**INPUT ROWS:**
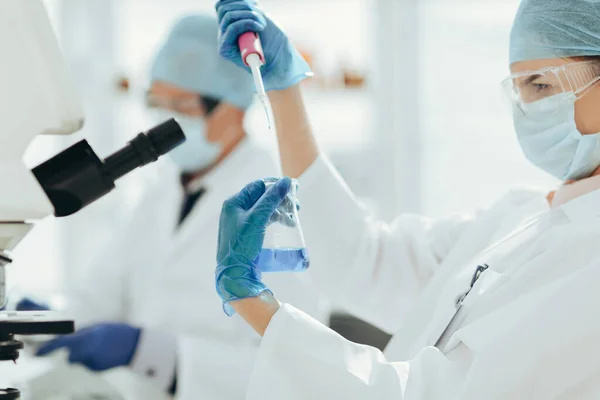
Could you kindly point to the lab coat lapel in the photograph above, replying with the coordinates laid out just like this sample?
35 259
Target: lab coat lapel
419 330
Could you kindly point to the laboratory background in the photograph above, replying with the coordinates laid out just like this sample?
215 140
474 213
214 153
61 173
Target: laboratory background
422 128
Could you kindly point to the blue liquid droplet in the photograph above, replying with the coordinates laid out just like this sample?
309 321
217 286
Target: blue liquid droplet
278 260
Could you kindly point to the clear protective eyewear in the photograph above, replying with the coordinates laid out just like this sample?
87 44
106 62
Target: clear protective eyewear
525 90
199 105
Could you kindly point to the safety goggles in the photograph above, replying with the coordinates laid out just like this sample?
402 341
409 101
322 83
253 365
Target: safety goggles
526 90
199 105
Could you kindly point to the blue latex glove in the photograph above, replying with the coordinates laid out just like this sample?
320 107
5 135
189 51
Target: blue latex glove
284 66
98 347
26 304
244 220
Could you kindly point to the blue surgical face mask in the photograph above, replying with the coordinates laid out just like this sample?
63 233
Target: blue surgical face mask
550 139
196 153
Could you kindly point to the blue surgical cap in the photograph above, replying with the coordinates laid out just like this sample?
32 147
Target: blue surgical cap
189 59
555 29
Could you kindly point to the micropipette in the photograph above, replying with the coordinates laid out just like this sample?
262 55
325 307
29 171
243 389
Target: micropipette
253 57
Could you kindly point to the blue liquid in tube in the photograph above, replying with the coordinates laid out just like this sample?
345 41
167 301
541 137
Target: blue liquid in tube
278 260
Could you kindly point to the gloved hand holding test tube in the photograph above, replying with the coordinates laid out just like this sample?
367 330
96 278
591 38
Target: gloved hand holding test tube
283 246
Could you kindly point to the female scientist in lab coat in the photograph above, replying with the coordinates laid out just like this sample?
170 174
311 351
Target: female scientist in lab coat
149 298
502 304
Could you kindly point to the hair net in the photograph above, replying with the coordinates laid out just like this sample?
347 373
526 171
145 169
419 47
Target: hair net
189 58
555 29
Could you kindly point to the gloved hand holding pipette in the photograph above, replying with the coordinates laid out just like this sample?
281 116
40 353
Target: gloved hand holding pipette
283 65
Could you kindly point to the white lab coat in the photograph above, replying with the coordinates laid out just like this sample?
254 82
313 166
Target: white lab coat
529 328
159 277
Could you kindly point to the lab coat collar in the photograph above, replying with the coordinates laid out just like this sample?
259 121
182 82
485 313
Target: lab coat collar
584 207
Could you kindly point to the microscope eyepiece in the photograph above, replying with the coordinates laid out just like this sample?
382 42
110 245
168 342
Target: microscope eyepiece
77 177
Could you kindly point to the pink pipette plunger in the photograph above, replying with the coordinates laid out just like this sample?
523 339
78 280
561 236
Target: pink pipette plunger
253 57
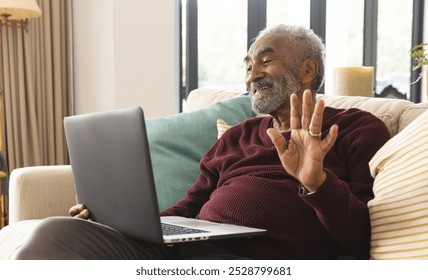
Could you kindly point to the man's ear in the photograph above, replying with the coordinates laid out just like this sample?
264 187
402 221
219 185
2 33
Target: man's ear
309 70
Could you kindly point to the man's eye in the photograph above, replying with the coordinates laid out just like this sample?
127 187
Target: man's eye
266 61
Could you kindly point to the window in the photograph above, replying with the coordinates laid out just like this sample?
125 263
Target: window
393 45
288 12
356 32
222 39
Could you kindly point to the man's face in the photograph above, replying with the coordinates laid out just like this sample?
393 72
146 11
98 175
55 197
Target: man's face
271 75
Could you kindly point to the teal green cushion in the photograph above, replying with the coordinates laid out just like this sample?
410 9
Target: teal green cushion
178 142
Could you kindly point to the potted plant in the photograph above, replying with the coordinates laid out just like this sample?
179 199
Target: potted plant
419 54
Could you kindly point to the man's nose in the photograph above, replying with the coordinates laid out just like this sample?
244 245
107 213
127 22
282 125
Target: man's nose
254 74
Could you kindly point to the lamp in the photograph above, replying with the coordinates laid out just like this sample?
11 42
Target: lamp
13 14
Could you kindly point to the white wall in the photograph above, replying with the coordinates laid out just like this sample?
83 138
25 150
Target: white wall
125 54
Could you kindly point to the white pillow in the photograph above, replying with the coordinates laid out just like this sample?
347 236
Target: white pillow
399 210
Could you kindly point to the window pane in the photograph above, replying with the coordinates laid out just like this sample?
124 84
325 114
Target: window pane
288 12
394 43
222 43
344 35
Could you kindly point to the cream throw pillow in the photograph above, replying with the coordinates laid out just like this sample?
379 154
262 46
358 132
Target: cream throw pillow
399 210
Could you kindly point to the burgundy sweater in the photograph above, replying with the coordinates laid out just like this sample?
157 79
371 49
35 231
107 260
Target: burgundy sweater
242 181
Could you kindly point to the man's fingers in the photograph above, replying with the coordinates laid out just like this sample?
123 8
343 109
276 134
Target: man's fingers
306 109
328 142
295 119
277 139
317 116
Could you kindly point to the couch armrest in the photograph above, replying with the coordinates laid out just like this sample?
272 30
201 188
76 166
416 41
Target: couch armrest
40 191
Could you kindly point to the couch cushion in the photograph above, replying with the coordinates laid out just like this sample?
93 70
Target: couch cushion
178 142
388 110
13 236
204 97
410 113
399 211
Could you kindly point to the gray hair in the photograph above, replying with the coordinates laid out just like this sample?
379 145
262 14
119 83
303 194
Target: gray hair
306 42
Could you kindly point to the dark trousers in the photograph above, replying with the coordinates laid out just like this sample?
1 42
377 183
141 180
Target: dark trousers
65 238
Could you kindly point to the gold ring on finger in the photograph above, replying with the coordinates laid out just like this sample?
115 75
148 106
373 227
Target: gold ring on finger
317 135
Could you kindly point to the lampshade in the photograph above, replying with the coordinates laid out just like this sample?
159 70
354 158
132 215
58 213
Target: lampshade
20 9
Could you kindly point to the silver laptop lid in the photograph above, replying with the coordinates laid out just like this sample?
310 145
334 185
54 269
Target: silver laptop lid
97 142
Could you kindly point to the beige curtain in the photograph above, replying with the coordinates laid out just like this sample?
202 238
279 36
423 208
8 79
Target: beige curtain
37 87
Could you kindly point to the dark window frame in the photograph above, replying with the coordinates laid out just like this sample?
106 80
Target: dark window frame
257 22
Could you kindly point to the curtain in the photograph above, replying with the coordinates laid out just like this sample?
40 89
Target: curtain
37 88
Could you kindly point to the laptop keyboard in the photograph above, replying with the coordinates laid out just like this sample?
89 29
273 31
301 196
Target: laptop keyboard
168 229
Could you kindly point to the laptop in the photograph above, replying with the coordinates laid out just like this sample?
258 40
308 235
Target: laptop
112 170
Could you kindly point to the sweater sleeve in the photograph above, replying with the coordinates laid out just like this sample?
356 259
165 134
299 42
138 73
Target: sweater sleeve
341 201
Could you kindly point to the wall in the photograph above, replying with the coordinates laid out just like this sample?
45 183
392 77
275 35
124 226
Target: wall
125 54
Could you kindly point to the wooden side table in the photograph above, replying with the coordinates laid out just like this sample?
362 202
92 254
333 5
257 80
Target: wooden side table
3 202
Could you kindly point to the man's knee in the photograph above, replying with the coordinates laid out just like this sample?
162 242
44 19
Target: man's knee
49 234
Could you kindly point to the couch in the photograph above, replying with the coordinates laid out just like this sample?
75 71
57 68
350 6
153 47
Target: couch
42 191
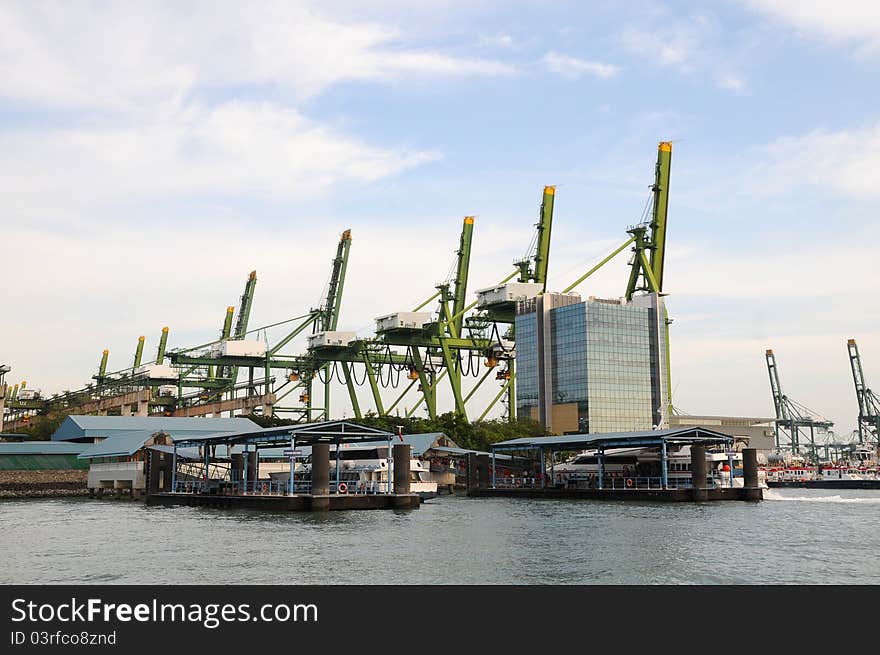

**EXERCISE:** Which lines in the entries above contain the word "burgundy"? Copy every such line in full, and treat uppercase and lowercase letters as different.

**TASK RESULT:**
Could you kindly point to the burgundy sweater in the photograph above, replying with the coordinates laid out just like this sample?
Target: burgundy sweater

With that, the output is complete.